▶ [PROVIDED PASSAGE]:
Chief Judge Everett’s concurring opinion relied upon the immunity provisions of paragraph 68h of the 1969 MCM. He concluded that while the staff judge advocate did not have authority to grant immunity, the subsequent actions of the GCMCA ratified his grant of immunity. Id. at 354 (Everett, C.J., concurring). The dissent of Judge Cook found that only the GCMCA had the power to grant immunity and it was not enough that the accused may have reasonably believed that he had been granted immunity. Id. at 365 (Cook, J., dissenting). While the lead opinion hinted at the concept of de facto immunity, it was not specifically raised or discussed in the opinion.
Rule for Courts-Martial 704, Manual for Courts-Martial, United States (1984 ed.) (1984 MCM), recognized both transactional and testimonial immunity and provided that immunity could only be granted by a GCMCA.
In Cunningham v. Gilevich, 36 M.J. 94, 100-01 (C.M.A.1992), the court recognized that it had applied some type of de facto immunity since Cooke, but found that the petitioners in that case had not established that the officer who offered the immunity had done so with apparent authority.
From these cases it is clear that de facto immunity is a well-established principle of military law despite the clear language of R.C.M. 704(c).

▶ [WRITTEN INSTRUCTION A]: Copy out the full passage on de facto immunity word for word.
The rows that come next have no connection to the passage on de facto immunity.

▶ [RECORDS PROVIDED]:

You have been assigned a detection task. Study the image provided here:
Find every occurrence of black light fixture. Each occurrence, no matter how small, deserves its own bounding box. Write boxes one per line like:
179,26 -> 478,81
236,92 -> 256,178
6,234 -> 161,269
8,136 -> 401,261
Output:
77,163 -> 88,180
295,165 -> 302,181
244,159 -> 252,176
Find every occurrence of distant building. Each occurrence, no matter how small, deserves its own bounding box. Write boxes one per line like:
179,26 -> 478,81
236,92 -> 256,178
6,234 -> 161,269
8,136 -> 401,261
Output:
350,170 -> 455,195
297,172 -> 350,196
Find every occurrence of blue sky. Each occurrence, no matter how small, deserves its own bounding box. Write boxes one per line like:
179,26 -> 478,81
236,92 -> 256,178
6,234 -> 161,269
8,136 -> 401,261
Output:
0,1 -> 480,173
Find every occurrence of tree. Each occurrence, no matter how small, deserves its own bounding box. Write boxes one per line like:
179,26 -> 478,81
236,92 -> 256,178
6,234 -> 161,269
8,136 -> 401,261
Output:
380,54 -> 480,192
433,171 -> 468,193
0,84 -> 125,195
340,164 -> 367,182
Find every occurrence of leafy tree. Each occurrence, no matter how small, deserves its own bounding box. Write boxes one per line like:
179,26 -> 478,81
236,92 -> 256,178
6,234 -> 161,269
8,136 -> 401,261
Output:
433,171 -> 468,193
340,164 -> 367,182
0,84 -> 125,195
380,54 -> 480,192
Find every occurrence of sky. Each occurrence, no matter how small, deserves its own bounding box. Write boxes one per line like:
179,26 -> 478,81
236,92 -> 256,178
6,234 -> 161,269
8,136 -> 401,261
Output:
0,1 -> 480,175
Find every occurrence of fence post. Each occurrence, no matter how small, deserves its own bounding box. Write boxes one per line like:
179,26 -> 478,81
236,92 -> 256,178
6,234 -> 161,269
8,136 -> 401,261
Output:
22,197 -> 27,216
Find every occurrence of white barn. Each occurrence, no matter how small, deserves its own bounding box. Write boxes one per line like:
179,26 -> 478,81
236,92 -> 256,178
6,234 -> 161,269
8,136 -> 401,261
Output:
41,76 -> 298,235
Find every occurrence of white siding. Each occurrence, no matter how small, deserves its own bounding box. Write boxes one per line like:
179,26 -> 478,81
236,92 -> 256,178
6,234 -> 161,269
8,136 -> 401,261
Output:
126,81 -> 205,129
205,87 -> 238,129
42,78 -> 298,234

▶ [WRITTEN INSTRUCTION B]: In the rows, from the line with "Find every occurrence of white barn." through the end of the rows, replace "bounding box" with "outline frame" and give back only those lines, with nothing else changed.

▶ [RESULT A]:
Chief Judge Everett’s concurring opinion relied upon the immunity provisions of paragraph 68h of the 1969 MCM. He concluded that while the staff judge advocate did not have authority to grant immunity, the subsequent actions of the GCMCA ratified his grant of immunity. Id. at 354 (Everett, C.J., concurring). The dissent of Judge Cook found that only the GCMCA had the power to grant immunity and it was not enough that the accused may have reasonably believed that he had been granted immunity. Id. at 365 (Cook, J., dissenting). While the lead opinion hinted at the concept of de facto immunity, it was not specifically raised or discussed in the opinion.
Rule for Courts-Martial 704, Manual for Courts-Martial, United States (1984 ed.) (1984 MCM), recognized both transactional and testimonial immunity and provided that immunity could only be granted by a GCMCA.
In Cunningham v. Gilevich, 36 M.J. 94, 100-01 (C.M.A.1992), the court recognized that it had applied some type of de facto immunity since Cooke, but found that the petitioners in that case had not established that the officer who offered the immunity had done so with apparent authority.
From these cases it is clear that de facto immunity is a well-established principle of military law despite the clear language of R.C.M. 704(c).

▶ [RESULT B]:
Find every occurrence of white barn. Each occurrence, no matter how small, deserves its own outline frame. Write boxes one per line like:
179,26 -> 478,81
236,92 -> 256,178
6,234 -> 161,269
8,136 -> 401,261
Output:
41,76 -> 298,235
Find every occurrence of white siding. Each occurrence, no matter how small, deserves its own outline frame. Write boxes one per line like:
179,26 -> 478,81
236,92 -> 256,178
6,234 -> 161,269
8,136 -> 401,261
Output:
126,81 -> 205,129
205,87 -> 238,129
42,78 -> 298,234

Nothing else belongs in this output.